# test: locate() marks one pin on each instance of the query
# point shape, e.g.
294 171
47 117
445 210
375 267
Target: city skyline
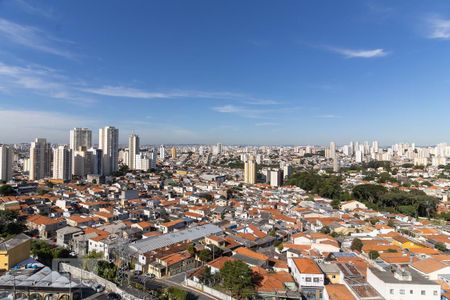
250 73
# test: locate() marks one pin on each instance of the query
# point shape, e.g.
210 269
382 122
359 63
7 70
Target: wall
208 290
85 275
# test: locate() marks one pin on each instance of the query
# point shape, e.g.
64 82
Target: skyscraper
109 144
40 157
250 170
333 150
133 150
276 177
173 152
80 137
62 163
162 152
6 161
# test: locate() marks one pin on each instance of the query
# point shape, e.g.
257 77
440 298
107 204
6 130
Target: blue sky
238 72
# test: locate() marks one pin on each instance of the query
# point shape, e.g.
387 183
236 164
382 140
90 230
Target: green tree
440 247
10 224
191 249
205 255
107 270
373 254
356 244
325 229
6 190
174 293
236 277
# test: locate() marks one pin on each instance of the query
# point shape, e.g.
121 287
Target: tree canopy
237 277
328 186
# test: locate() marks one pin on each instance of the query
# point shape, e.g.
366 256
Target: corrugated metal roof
190 234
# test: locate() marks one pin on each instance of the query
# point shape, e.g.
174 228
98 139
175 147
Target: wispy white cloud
29 8
42 81
128 92
32 124
266 124
438 28
328 116
251 112
34 38
354 53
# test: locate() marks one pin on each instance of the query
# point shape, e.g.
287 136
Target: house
143 226
250 257
337 292
64 235
45 226
352 205
308 275
172 264
332 272
217 264
431 268
172 225
14 251
403 283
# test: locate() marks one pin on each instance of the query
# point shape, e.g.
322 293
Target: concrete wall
208 290
86 275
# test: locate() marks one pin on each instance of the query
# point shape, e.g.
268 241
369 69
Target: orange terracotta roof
307 266
339 292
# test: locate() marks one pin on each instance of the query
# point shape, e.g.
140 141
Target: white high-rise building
6 161
162 152
40 157
80 137
276 177
332 150
109 144
62 163
153 158
250 170
133 150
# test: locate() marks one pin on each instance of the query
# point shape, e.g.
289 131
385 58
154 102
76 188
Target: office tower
266 174
162 152
359 156
153 159
250 170
143 162
173 152
276 177
62 163
109 144
375 147
80 137
133 150
332 150
40 157
95 161
336 165
287 171
6 162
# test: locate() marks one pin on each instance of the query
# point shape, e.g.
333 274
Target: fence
208 290
86 275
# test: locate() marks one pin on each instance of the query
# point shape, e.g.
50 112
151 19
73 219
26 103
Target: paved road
177 281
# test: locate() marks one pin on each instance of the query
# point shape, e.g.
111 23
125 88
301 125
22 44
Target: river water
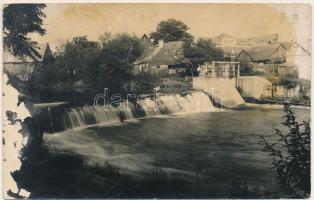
219 147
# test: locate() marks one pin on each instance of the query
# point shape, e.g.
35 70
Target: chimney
161 43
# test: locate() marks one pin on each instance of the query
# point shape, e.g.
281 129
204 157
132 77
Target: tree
83 68
291 155
117 55
201 51
18 21
171 30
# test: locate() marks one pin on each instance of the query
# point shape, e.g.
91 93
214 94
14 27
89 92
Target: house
298 57
264 40
23 67
273 53
220 69
163 59
232 46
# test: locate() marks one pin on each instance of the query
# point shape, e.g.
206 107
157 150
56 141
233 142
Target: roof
9 58
170 54
244 42
146 41
265 38
260 53
218 39
288 45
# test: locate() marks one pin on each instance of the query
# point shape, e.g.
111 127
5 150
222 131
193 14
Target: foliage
171 30
291 155
201 51
83 68
18 21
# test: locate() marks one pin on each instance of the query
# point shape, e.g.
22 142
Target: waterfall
164 104
192 102
86 115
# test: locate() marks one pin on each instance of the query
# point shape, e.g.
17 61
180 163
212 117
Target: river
217 147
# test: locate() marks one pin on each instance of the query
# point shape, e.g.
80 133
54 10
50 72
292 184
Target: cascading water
164 104
192 102
86 115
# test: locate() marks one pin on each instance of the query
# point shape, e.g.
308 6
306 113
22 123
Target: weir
147 107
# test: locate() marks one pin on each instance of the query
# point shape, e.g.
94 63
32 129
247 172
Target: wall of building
222 91
254 87
21 70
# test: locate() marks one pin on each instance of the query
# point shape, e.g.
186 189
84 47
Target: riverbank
12 138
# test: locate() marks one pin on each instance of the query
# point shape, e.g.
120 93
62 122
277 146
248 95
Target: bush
291 155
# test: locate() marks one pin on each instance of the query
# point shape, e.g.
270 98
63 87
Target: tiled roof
170 54
7 57
262 52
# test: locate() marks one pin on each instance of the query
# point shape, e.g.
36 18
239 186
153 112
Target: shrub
291 155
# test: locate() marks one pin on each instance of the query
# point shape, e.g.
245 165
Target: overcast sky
65 21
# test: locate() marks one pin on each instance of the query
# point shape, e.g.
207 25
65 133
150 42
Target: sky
65 21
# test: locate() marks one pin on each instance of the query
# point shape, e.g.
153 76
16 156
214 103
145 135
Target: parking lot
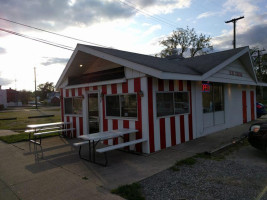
60 174
240 175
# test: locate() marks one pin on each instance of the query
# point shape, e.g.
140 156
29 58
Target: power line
39 29
38 40
146 13
160 18
234 21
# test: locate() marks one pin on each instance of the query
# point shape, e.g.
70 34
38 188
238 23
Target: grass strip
129 192
188 161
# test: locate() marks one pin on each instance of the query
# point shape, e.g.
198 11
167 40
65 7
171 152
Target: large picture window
171 103
121 105
213 100
73 105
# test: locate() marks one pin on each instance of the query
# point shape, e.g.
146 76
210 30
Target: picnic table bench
95 138
39 130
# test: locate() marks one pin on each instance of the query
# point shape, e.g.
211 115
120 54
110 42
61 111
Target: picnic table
39 130
95 138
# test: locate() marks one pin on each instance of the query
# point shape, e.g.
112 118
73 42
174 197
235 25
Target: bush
2 107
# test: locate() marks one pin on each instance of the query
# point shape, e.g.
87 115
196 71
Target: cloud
152 29
255 36
2 50
250 31
52 61
206 14
57 15
4 81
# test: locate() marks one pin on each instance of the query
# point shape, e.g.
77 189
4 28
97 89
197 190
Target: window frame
73 114
221 86
189 108
121 117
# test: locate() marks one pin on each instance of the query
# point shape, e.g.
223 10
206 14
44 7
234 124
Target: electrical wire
38 40
39 29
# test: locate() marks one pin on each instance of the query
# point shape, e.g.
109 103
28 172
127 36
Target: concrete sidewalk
61 174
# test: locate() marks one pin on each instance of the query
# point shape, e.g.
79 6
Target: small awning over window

* _Task directions_
Start to finish, write out the data above exactly, omitting all pictures.

* _Answer below_
# test: locate() marks one pin on each instance of the query
# point shape, e.g.
294 171
47 117
445 210
375 267
Target: city skyline
250 73
# test: locate() marks one pin on each instance of the query
# point shape, e.g.
210 269
382 122
359 63
7 70
Target: wall
208 290
85 275
# test: locate() marks one pin on each instance of the query
# point shape, e.g.
64 82
Target: skyscraper
109 144
40 157
250 170
333 150
133 150
276 177
173 152
80 137
62 163
162 152
6 161
# test: locate() marks one pin on each instance of the query
# point shape, e.g.
257 77
440 298
107 204
6 130
Target: blue sky
238 72
# test: locate() marks one pin on each instance of the query
# point shape, e.g.
387 183
236 164
382 140
90 230
Target: green tree
440 247
10 224
191 249
205 255
107 270
373 254
356 244
325 229
6 190
174 293
236 277
# test: locate() marks one pin on each instance of the query
# point shape, e.g.
121 287
Target: tree canopy
237 277
328 186
# test: locate() marks one pin on each instance of the query
# point shape, e.g.
366 256
Target: corrugated metal roof
190 234
# test: locate() marks one pin on each instance of the query
# point shape, e.g.
174 228
98 139
175 147
Target: wispy white cloud
29 8
42 81
128 92
32 124
266 124
438 28
328 116
251 112
34 38
354 53
# test: locate() marks one pin on each instance of the query
# point shape, e.g.
287 136
Target: house
143 226
250 257
337 292
64 235
45 226
352 205
308 275
172 264
332 272
217 264
431 268
172 225
14 251
403 283
# test: locate() marks one pin on each instance of the query
# point shape, e.g.
322 293
Target: concrete wall
208 290
86 275
# test: locate() marks one pin on each instance of the query
# point shape, e.g.
268 241
369 69
Target: orange terracotta roof
307 266
339 292
# test: locate() marks one pin on each instance of the query
# point shape, e.g.
140 141
Target: white high-rise building
6 161
162 152
40 157
80 137
276 177
332 150
109 144
62 163
153 158
250 170
133 150
# test: locate() marks one pin on each instance of the query
# point shape, e.g.
289 131
385 58
154 102
76 188
Target: office tower
266 174
162 152
359 156
153 159
250 170
143 162
173 152
276 177
62 163
109 144
375 147
80 137
133 150
332 150
40 157
95 161
336 165
287 171
6 162
# test: locate() marks one pin on each instance of the query
# point shape, e.g.
333 274
Target: fence
208 290
86 275
# test: locate() marks one pin on each instance of the query
# point shape, e.g.
50 112
151 19
73 219
26 103
Target: paved road
177 281
# test: locate() marks one pin on each instance of the query
# point shape, e.g.
111 23
125 88
301 125
22 44
Target: river water
219 147
# test: locate() marks one pin on each instance of the query
# point shape, e.g.
35 70
Target: chimney
161 43
# test: locate() marks one pin on each instance of the query
# point shape, e.g.
281 129
204 157
132 77
Target: tree
83 68
291 155
117 55
201 51
18 21
171 30
# test: locate() marks one pin on each instance of the query
# point shape, e.g.
91 93
214 94
14 27
89 92
Target: house
298 57
264 40
23 67
273 53
220 69
163 59
232 46
# test: locate() marks one pin on each instance of the query
# point shape, e.g.
206 107
157 150
56 141
233 142
Target: roof
9 58
170 54
244 42
146 41
265 38
260 53
218 39
288 45
# test: locate() marks one pin on each instance of the query
# point shape, e.g.
111 127
5 150
222 131
193 14
Target: foliage
171 30
291 155
201 51
83 68
18 21
# test: locate() marks one pin on each instance of the query
# point shape, e.g.
22 142
Target: waterfall
164 104
192 102
86 115
# test: locate() marks one pin on each instance of the query
# point shape, e.g.
17 61
180 163
212 117
Target: river
217 147
# test: locate() marks one pin on each instance of the query
# point shape, e.g.
80 133
54 10
50 72
292 184
Target: cascading water
164 104
192 102
86 115
# test: locate() marks one pin on each instance of the query
# point shape, e.g.
308 6
306 113
22 123
Target: weir
147 107
# test: locate() marks one pin on each instance of the query
# point shape, e.g.
94 63
32 129
247 172
Target: wall of building
222 91
254 87
21 70
# test: locate() marks one pin on each instance of the query
# point shape, e.g.
186 189
84 47
Target: riverbank
12 138
# test: locate() marks one pin on each instance of the query
# point shape, e.g.
120 93
62 122
277 146
248 95
Target: bush
291 155
# test: locate() marks one pin on each instance of the query
# point shape, e.g.
270 98
63 87
Target: tiled roof
170 54
7 57
262 52
# test: locate() marks one pin on each instance of the query
# point shape, e.g.
36 18
239 186
153 112
Target: shrub
291 155
# test: locate() marks one pin on each instance of the query
# point shape, e.g.
245 165
Target: overcast sky
65 21
# test: locate() marks one pin on each instance of the query
# point shape, e.g.
207 25
65 133
150 42
Target: sky
65 21
# test: locate() marks one pin on each instance of the query
# point shape, e.g.
153 76
16 156
214 103
145 135
Target: parking lot
60 174
240 175
# test: locate() marks one pin on each instance of the query
# point shape, e.g.
140 156
29 58
Target: power line
39 29
38 40
146 13
160 18
234 21
# test: locate() marks one pin on each instance of the query
# point shape, e.g.
70 34
38 188
238 23
Target: grass strip
129 192
188 161
# test: locate() marks one pin on each instance of the query
# point shape, e.g.
198 11
167 40
65 7
171 152
Target: large picture window
171 103
121 105
213 100
73 105
# test: locate() marks one pin on each instance of the query
# point shape, e.g.
146 76
210 30
Target: picnic table bench
95 138
39 130
# test: locate() marks one pin on each instance of the query
# point shape, e.g.
211 115
120 54
110 42
61 111
Target: picnic table
39 130
95 138
# test: locate() marks one pin on each instance of the query
# point shape, e.g.
112 118
73 42
174 197
235 25
Target: bush
2 107
# test: locate() marks one pin on each instance of the query
# point shape, e.g.
87 115
196 71
Target: cloud
152 29
255 36
2 50
250 31
52 61
206 14
57 15
4 81
# test: locate() marks one pin on each instance of the query
# point shape, e.g.
77 189
4 28
97 89
197 190
Target: window frame
73 114
221 86
189 108
121 117
# test: locate() marks one pin on each instance of the query
# point shape, e.g.
223 10
206 14
44 7
234 124
Target: electrical wire
38 40
39 29
# test: locate() marks one pin on each instance of the query
# point shape, e.g.
109 103
28 172
127 36
Target: concrete sidewalk
61 174
# test: locate() marks one pin on each instance of the query
# point shape, e.g.
79 6
Target: small awning over window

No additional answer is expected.